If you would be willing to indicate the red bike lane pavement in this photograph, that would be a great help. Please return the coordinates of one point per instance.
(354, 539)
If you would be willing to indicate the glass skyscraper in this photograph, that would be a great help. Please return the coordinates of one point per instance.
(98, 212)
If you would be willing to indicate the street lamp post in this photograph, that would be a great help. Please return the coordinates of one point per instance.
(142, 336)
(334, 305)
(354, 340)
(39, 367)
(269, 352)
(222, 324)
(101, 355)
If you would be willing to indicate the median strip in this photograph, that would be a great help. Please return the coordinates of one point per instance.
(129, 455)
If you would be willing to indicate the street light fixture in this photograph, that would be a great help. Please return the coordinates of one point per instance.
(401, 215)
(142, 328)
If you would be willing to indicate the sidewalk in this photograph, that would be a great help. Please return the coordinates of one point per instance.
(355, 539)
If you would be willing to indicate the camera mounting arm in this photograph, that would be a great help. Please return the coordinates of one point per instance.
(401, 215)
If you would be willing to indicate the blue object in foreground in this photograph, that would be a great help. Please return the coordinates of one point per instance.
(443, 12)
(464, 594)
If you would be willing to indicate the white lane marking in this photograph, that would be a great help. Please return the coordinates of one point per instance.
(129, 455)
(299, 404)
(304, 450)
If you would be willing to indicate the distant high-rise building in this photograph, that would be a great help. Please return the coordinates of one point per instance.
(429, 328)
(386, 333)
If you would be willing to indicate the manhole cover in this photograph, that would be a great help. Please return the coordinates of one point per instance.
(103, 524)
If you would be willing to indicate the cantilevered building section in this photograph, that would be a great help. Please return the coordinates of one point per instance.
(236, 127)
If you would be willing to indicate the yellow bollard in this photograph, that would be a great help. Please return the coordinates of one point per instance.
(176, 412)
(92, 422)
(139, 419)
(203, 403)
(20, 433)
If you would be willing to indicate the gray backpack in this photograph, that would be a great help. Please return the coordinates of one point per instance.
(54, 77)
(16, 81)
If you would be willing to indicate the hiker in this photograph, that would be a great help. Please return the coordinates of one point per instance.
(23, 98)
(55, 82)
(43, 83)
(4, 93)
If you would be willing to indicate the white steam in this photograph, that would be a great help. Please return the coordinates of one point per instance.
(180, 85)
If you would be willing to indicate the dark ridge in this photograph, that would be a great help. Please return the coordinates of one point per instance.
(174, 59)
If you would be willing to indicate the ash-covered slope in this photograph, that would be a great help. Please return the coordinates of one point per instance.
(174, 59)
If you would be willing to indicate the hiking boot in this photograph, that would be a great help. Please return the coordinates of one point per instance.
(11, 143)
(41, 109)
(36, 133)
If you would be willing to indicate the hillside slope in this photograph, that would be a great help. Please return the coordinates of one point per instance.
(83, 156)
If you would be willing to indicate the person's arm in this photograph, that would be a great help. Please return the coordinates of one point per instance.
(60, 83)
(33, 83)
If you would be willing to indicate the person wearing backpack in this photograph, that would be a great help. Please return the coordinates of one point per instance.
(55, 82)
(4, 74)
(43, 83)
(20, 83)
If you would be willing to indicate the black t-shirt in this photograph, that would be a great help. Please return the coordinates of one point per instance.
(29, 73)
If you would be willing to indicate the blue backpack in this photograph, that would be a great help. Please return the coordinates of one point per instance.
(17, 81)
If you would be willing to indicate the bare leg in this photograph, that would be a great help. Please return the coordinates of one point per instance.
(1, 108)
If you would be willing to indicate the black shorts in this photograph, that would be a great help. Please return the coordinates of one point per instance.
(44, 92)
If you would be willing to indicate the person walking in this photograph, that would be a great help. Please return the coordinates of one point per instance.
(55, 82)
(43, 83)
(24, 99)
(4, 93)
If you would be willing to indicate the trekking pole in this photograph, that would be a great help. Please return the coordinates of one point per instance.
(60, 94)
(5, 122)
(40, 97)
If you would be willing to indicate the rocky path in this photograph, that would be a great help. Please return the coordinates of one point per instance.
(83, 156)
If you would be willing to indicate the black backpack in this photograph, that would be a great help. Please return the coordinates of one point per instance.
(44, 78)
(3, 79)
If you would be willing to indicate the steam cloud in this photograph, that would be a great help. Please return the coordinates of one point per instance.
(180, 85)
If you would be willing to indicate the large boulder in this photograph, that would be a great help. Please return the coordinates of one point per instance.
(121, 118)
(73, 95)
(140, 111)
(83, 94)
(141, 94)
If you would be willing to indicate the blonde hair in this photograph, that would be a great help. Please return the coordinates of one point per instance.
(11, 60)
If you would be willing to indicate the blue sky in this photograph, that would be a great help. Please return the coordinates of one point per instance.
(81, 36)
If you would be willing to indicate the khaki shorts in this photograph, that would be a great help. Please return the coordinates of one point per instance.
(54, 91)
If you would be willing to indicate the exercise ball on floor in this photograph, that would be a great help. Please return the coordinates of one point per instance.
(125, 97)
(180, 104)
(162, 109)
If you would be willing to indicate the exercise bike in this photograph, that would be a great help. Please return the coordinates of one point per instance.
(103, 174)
..........
▶ _THE PROBLEM_
Retype all of the data above line for line, changing no character.

▶ _ANSWER FOR THIS EXERCISE_
If you would be willing to indicate the red bike lane pavement in this photograph, that would be a great help. Please return the coordinates of one point per instance.
(354, 539)
If you would be willing to indicate the glass skyscraper in this photograph, that would be a great help. Please return the coordinates of one point per instance.
(98, 212)
If you would be willing to indicate the street lamp post in this photograph, that would be a great help. Please return the coordinates of one point per instance.
(142, 336)
(334, 305)
(354, 340)
(39, 367)
(269, 352)
(222, 324)
(101, 355)
If you would be willing to indicate the median strip in this photograph, that would be a great help. Please return the coordinates of one point per instance.
(129, 455)
If you would be willing to indicate the street light fixture in this photograph, that would be a great help. Please return the coordinates of one point per instance.
(401, 215)
(142, 328)
If you would be willing to indicate the sidewalk in this photograph, that would be a great help. Please return the coordinates of one point per instance.
(355, 539)
If you would be willing to indicate the camera mounting arm in this photograph, that would be a great help. Please return the coordinates of one point per instance.
(401, 215)
If you would be willing to indicate the blue object in foreground in this photograph, that would be a great help. Please return the coordinates of one point per instance.
(443, 12)
(464, 594)
If you would be willing to indicate the white lane marking in this photograph, that would be a great help. Please return the coordinates of one point per instance.
(129, 455)
(299, 404)
(304, 450)
If you would be willing to indicate the distant high-rise building in this photograph, that would be a great help. Please return the coordinates of one point per instance.
(429, 328)
(386, 333)
If you would be willing to indicate the manhole cover in this photograph, that would be a great help. Please return the coordinates of one point per instance.
(103, 524)
If you would be willing to indicate the cantilevered building section in this photograph, that would be a great help. Please return the coordinates of one point per instance.
(236, 127)
If you would be willing to indicate the yellow bollard in this photograph, that would be a great help. Please return the coordinates of one point per instance.
(176, 412)
(92, 422)
(139, 419)
(203, 403)
(20, 433)
If you would be willing to indicate the gray backpack in this photograph, that would be a great help. Please return the coordinates of one point per instance.
(54, 77)
(16, 81)
If you would be willing to indicate the hiker in this photograph, that would be a great help. Please return the coordinates of one point per instance.
(23, 98)
(55, 82)
(43, 83)
(4, 93)
If you would be willing to indicate the white steam in this photograph, that would be a great help. Please return the coordinates of one point per instance.
(180, 85)
If you would be willing to indicate the dark ridge in this photograph, that would be a great help. Please return the coordinates of one point per instance.
(174, 59)
If you would be willing to indicate the ash-covered slope in this photograph, that would be a great help. Please return the coordinates of one point per instance.
(174, 59)
If you would be willing to indicate the hiking boot in this photograph, that would be a great help. Please return the coordinates of one point per instance.
(11, 143)
(41, 109)
(36, 133)
If you would be willing to indicate the hillside slope in this photograph, that would be a great help. Please return the coordinates of one point per instance.
(83, 156)
If you would be willing to indicate the person's arm in this photograph, that would be a great help. Please return the coordinates of one point per instance.
(60, 83)
(33, 83)
If you would be willing to indicate the person wearing backpack in this photograph, that would be a great help. Please return the coordinates of one point per instance.
(55, 82)
(4, 74)
(43, 83)
(20, 83)
If you would be willing to indicate the black t-shirt in this photograph, that would be a great help. Please return the coordinates of one point per instance.
(29, 73)
If you would be willing to indicate the blue backpack in this photograph, that would be a great help. Please return the coordinates of one point per instance.
(17, 81)
If you would be willing to indicate the bare leg in this photograph, that would be a great help. Please return the coordinates of one point per instance.
(1, 108)
If you would be willing to indicate the black shorts in this photograph, that would be a great help. Please return the coordinates of one point per instance.
(44, 92)
If you would be willing to indicate the person walking in this photograph, that would be a great help. Please return the coordinates of one point per instance.
(55, 82)
(43, 83)
(24, 99)
(4, 93)
If you would be willing to indicate the trekking pole in this photograph, that would be a great help. Please return the coordinates of one point per instance.
(60, 94)
(5, 122)
(40, 97)
If you would be willing to indicate the rocky path in this photograph, that would be a great help. Please return the coordinates of one point per instance.
(83, 156)
If you would be willing to indicate the black backpack in this photograph, that would be a great help. Please return the coordinates of one point per instance.
(44, 78)
(3, 79)
If you would be willing to indicate the steam cloud in this photograph, that would be a great help. Please return the coordinates of one point per instance.
(180, 85)
If you would be willing to indicate the large boulder in this photograph, that would be a great help. Please return the coordinates of one point per instance.
(121, 118)
(73, 95)
(140, 111)
(83, 94)
(141, 94)
If you would be willing to indicate the blonde hair in this photograph, that would be a great help. Please return the coordinates of one point per instance.
(11, 60)
If you would be willing to indicate the blue sky in this photograph, that would be a great help. Please return the coordinates of one point per instance.
(81, 36)
If you would be willing to indicate the khaki shorts in this photograph, that would be a great help. Please return the coordinates of one point per instance.
(54, 91)
If you would be willing to indicate the exercise ball on floor in this photograph, that would be a great help. Please return the coordinates of one point per instance.
(125, 97)
(180, 104)
(162, 109)
If you would be willing to indicate the exercise bike in this photograph, that would be a great help. Please return the coordinates of one point per instance.
(103, 174)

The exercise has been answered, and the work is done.